• 課題 a: 後に続く本文ではなく、データの行を書き出してください。「Please identify the top」を含む行から始めて、データの最後の行まで、両端の行を含めてもう一度書き出し、画像は答えから外してください。
■ ■ ■
その懐かしい記憶を、想い起こす時、人は、いつも、
あの時へ、あの情景のなかへ、その時の、そのままの、自分の姿へ、
戻ってみたい、と望んでいるものだ。
懐かしい記憶の、そこにはかならず、懐かしい人があり、懐かしい出来事がある。
生き生きと、あざやかに、その振る舞う姿が、まざまざと、脳裡によみがえる。


 今日の未明、というよりは、深夜というべきか、
懐かしい記憶のなかの、懐かしい人が、ひとり、
すでに五年前に、鬼籍の人となっていたことを知った。
たとえ、40年、50年という長い歳月を、それぞれ別世界に生きてきたとしても、
いつか、時機を得て、ふたたびまみえること、そんなはからいというものもあろうかと、
その記憶に触れるたび、思ってきたのだったが‥‥


 人は、未来に向かって生きるというが、はたしてほんとうだろうか。
■ ■ ■
• 課題 b:
次の(i)〜(iii)が本文の内容と合っているかを判断してください。それぞれ「はい」か「いいえ」で答え、決め手となる本文の語句をそのまま引用してください。
(i) 懐かしい記憶には、かならず懐かしい人と懐かしい出来事がある。
(ii) 懐かしい人がすでに亡くなっていたことを、語り手は未明か深夜に知った。
(iii) 人は未来に向かって生きるという考えを、本文は疑いなく受け入れている。
■ ■ ■
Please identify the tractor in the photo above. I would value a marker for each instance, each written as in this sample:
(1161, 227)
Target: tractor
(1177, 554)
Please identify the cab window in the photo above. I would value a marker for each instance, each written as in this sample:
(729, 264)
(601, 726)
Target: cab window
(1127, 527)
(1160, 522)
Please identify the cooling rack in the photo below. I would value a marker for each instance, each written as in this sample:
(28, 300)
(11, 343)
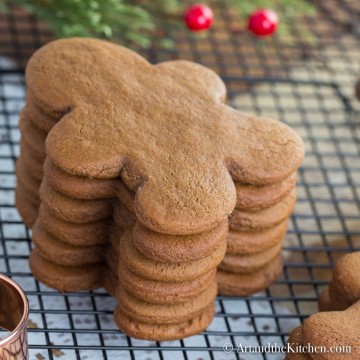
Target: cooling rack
(307, 84)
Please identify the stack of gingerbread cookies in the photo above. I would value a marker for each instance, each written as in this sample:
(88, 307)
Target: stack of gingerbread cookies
(135, 179)
(257, 231)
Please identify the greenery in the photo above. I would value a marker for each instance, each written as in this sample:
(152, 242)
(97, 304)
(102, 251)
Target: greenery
(135, 21)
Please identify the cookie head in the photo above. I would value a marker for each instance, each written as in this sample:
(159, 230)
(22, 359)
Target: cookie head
(163, 129)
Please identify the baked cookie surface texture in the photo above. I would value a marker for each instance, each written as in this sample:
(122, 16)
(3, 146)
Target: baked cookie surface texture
(128, 175)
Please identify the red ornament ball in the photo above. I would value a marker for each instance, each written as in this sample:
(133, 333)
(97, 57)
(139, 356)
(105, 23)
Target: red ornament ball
(263, 22)
(199, 17)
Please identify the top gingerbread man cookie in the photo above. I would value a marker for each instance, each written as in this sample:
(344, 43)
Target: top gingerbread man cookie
(163, 129)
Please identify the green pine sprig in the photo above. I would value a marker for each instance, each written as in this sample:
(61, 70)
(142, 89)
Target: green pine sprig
(134, 22)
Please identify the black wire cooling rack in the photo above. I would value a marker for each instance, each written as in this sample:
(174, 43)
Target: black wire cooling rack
(305, 82)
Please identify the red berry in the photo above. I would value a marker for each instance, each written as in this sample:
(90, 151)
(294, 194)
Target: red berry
(263, 22)
(199, 17)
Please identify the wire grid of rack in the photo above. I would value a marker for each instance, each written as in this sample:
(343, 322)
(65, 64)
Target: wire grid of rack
(308, 86)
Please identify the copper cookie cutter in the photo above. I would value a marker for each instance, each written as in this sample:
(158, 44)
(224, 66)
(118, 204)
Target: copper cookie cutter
(14, 312)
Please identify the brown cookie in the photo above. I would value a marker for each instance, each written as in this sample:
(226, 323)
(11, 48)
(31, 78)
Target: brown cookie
(110, 281)
(172, 248)
(232, 284)
(26, 179)
(162, 332)
(80, 187)
(65, 278)
(52, 249)
(34, 136)
(332, 329)
(151, 313)
(86, 234)
(248, 243)
(255, 198)
(163, 271)
(294, 341)
(31, 164)
(172, 272)
(74, 210)
(39, 117)
(161, 292)
(246, 264)
(325, 301)
(344, 287)
(263, 219)
(181, 189)
(27, 205)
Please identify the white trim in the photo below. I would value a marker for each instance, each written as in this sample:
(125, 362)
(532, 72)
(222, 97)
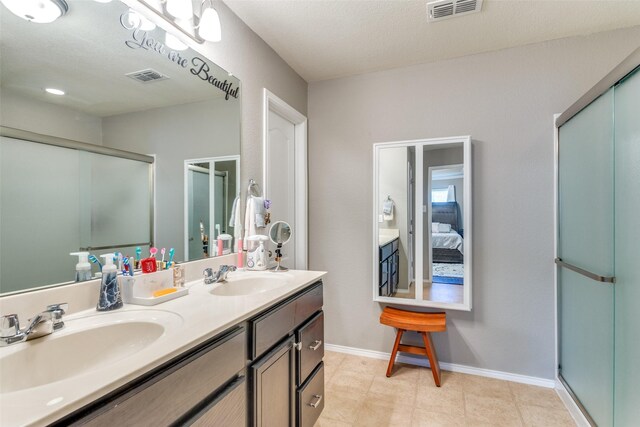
■ ■ ■
• 最終解答 a:
Please identify the top gingerbread man cookie in the photo above. I would value a marker for each instance, each written as in this sample:
(344, 43)
Target: top gingerbread man cookie
(163, 129)
Please identify the green pine sprig in the photo above. I would value a marker for each instance, each written as in this sample:
(61, 70)
(142, 89)
Target: green pine sprig
(134, 22)
Please identify the black wire cooling rack in the photo above. I would value a marker for each instance, each written as in this sample:
(174, 43)
Target: black wire cooling rack
(305, 82)
Please identify the red berry in the photo above. I would value a marker for each instance, each written as in this sample:
(90, 151)
(294, 194)
Target: red berry
(263, 22)
(199, 17)
Please identify the wire grid of rack in the photo above. I would value a marker for each instance, each written as in this sample:
(343, 322)
(65, 64)
Target: wire grid of rack
(308, 86)
Please identify the copper cookie cutter in the photo above. I would value a marker for each instance, each written as in this sample:
(158, 44)
(224, 66)
(118, 204)
Target: copper cookie cutter
(14, 312)
Please identify the brown cookie in the photo above. I would value a marker for each instance, each written as in this sample:
(226, 323)
(11, 48)
(31, 78)
Target: brown cookie
(110, 281)
(172, 248)
(232, 284)
(26, 179)
(162, 332)
(80, 187)
(65, 278)
(52, 249)
(34, 136)
(332, 329)
(151, 313)
(86, 234)
(248, 243)
(255, 198)
(163, 271)
(294, 341)
(31, 164)
(172, 272)
(74, 210)
(39, 117)
(161, 292)
(246, 264)
(325, 301)
(344, 287)
(263, 219)
(181, 189)
(27, 205)
Please identify the white trim in the photo below. I would value a marker for each instance, each written as in this sample:
(125, 362)
(532, 72)
(222, 97)

• 最終解答 b:
(i) はい。「懐かしい記憶の、そこにはかならず、懐かしい人があり、懐かしい出来事がある。」
(ii) はい。「今日の未明、というよりは、深夜というべきか」「すでに五年前に、鬼籍の人となっていたことを知った。」
(iii) いいえ。「人は、未来に向かって生きるというが、はたしてほんとうだろうか。」